Tuesday, 16 June 2015

Jazz in Trinidad and Tobago: An Improvised existence in the Islands

I was recently asked to present a paper at a panel on "History, Difference, and Resistance in Post-Colonial Musics" at the 40th Annual Conference of the Caribbean Studies Association in New Orleans, LA, May 25-29, 2015.


The native music of Trinidad and Tobago was first recorded on disc in 1912, some five years before jazz music was recorded. Over the next century, the fusion of ideas and the invasion of influences have morphed that local music into various genres like soca, but those musicians who steadfastly maintained that improvised music was the domain of the Americas have created a new sub-genre of calypso jazz that thrives tenuously in the economic space on the island and within the diaspora. This time line of the development and dispersion of the music catalogs its growth, its commercial appeal beyond the border and its true significance within the economic and cultural space of the Caribbean. 

Keywords: calypso, kaiso, jazz, Caribbean, Trinidad and Tobago, jazz fusion, steelpan, calypso jazz, kaisojazz

Creative Commons Licence
Jazz in Trinidad and Tobago: An Improvised Existence in the Islands by Nigel A. Campbell is licensed under a Creative Commons Attribution-NoDerivatives 4.0 International License.
Based on a work at https://www.academia.edu/12835158/Jazz_in_Trinidad_and_Tobago_An_Improvised_existence_in_the_Islands.

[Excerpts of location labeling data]
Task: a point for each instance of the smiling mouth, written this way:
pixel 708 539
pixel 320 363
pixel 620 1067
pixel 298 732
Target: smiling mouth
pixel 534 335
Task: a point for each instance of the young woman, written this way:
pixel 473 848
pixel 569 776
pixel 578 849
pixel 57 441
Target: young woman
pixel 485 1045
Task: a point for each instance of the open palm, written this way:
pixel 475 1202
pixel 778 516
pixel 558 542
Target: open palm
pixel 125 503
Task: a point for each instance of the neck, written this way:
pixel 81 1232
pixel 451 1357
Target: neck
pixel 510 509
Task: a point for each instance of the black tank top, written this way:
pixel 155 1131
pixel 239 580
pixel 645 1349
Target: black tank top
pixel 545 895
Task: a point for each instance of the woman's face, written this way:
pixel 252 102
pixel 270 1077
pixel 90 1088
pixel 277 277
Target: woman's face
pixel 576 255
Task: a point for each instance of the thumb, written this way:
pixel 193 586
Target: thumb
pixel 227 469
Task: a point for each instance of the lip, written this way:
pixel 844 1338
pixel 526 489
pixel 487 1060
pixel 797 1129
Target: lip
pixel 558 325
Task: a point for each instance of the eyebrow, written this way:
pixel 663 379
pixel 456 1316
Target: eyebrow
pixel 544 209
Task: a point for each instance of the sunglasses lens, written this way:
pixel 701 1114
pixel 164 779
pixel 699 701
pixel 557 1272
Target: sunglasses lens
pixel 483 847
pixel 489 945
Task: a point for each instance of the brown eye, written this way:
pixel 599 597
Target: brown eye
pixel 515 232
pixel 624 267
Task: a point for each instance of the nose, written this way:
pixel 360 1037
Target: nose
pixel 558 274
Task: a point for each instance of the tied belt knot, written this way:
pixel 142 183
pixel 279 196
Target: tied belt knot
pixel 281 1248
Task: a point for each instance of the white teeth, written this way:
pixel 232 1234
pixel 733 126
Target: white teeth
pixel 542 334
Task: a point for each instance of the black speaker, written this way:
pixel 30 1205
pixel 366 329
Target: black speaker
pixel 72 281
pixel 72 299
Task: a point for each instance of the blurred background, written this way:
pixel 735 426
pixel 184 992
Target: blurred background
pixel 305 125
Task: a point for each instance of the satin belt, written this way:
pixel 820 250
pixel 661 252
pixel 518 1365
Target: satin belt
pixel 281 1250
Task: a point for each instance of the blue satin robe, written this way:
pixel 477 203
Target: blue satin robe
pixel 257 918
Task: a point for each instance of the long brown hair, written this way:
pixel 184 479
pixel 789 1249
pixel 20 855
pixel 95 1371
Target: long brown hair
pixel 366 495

* _SET TASKS_
[a] According to the text on jazz in Trinidad and Tobago, in what year was the native music of Trinidad and Tobago first recorded on disc?
[b] Copy word for word the entries between the line holding "Task: a point for each instance of the blue" and the line holding "pixel 257 918", inclusive.
The text and the entries have no connection to each other.

* _ANSWERS FOR THIS EXERCISE_
[a] 1912

[b]
Task: a point for each instance of the blue satin robe, written this way:
pixel 477 203
Target: blue satin robe
pixel 257 918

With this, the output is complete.